** Text provided follows **
A man phones his wife in distress. She hurries home to find him huddled in a chair, shrunk in terror. He jabbers an explanation. A large spider crawled from the cupboard as he went to change clothes. A woman stands by the window.Her body is tense, her breathing shallow. She is visibly shaking as she makes herself leave the house.

Phobias. Most of us know someone with some degree of phobic reaction. Flying, heights, mice, spiders, dogs, bats, enclosed spaces, open spaces, social situations, public speaking, the dark: these are the most common triggers.

For most people, the fear is manageable and can be avoided. Unlike other symptoms that reveal a gap between what the mind wants and how the body behaves, people with mild phobic reactions don't tend to feel any personal responsibility or social shame.

Not everyone is so lucky. For the agoraphobic woman, her phobia came to thwart her life. She lost her job, her marriage fell apart, and her daily, lonely terror was soon accompanied by a severe depression.

There is little theoretical agreement over the origins of phobic terrors. The biological school of thought argues that phobias are leftovers from our evolutionary past: we have inherited the instinctive knowledge to be wary of animals or fear the dark. Another explanation is the trauma theory: a phobia can be tracked down to a specific fright.

I've never been convinced by either theory alone. It is rare that a phobia can be tracked to a specific personal happening, and the genetic approach leaves so many fears unexplained (how does it make evolutionary sense to be terrified of feathers?) Psychoanalytic theory, which looks at how fear is absorbed from the world around us, offers a more convincing explanation.

Working with people troubled by phobic reactions, there is frequently an underlying fear of losing control running through their lives. Many describe how, from an early age, they have avoided situations that make them anxious. Many reel off a litany of phobias that have shape-changed as they grew older. It is as if the phobic object or situation becomes a habitat for all the unnamed feelings of fear. As Freud put it: "phobias have the character of a projection in that they replace an internal, instinctual danger by an external perceptual one."

Freud concentrated on the patient's personal history to track down the origins of fear and avoidance. More recently, psychotherapeutic research has been casting the net into the wider culture. For example, recent studies have persuasively shown the effect that war trauma can have not only upon the victims themselves, but their children and their children's children.

So what is the best way of tackling a phobia? There can be a tug-of-war between different theories – an enormous shame as different approaches can complement each other. Analytic work can help uncover and name unconsciously learned patterns of fear, while cognitive and behavioural techniques can offer practical guidance on confronting and overcoming terror.

Ultimately, recovery involves learning how to trust both ourselves and the world around us, and to endure in our lives what cannot always be controlled.

Elizabeth Meakins is a psychoanalytic psychotherapist in private practice. None of the clinical material above refers to individual cases.
** End of Text provided **
▸ **Exercise objective**: Rewrite the part of the phobias text between "Freud concentrated on" and "and overcoming terror.", inclusive, substituting "contest" for "tug-of-war".
** Data follows **
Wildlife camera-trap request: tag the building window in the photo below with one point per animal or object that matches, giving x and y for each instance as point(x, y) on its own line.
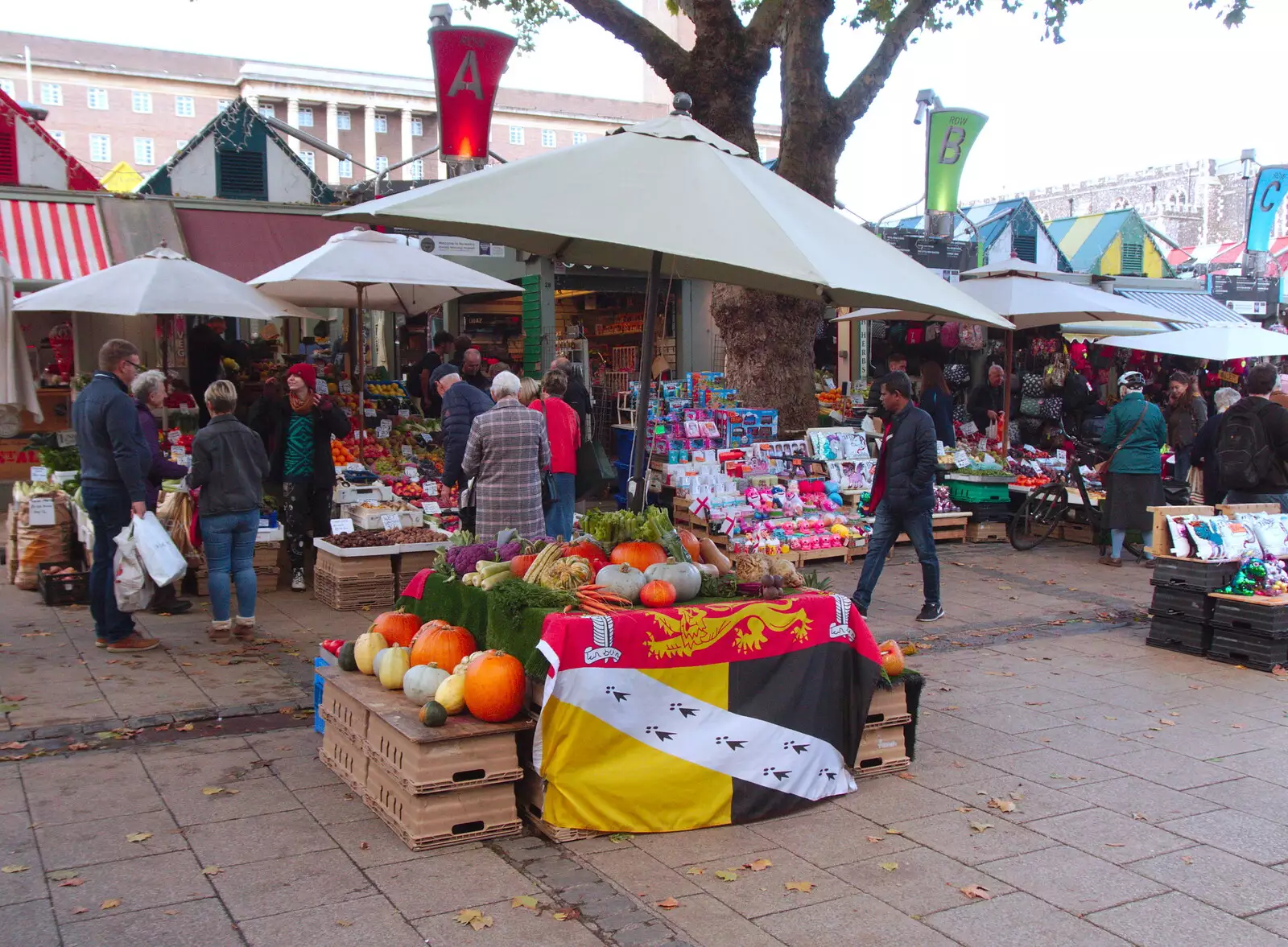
point(101, 148)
** End of Data **
▸ **Response to the exercise**:
Freud concentrated on the patient's personal history to track down the origins of fear and avoidance. More recently, psychotherapeutic research has been casting the net into the wider culture. For example, recent studies have persuasively shown the effect that war trauma can have not only upon the victims themselves, but their children and their children's children.

So what is the best way of tackling a phobia? There can be a contest between different theories – an enormous shame as different approaches can complement each other. Analytic work can help uncover and name unconsciously learned patterns of fear, while cognitive and behavioural techniques can offer practical guidance on confronting and overcoming terror.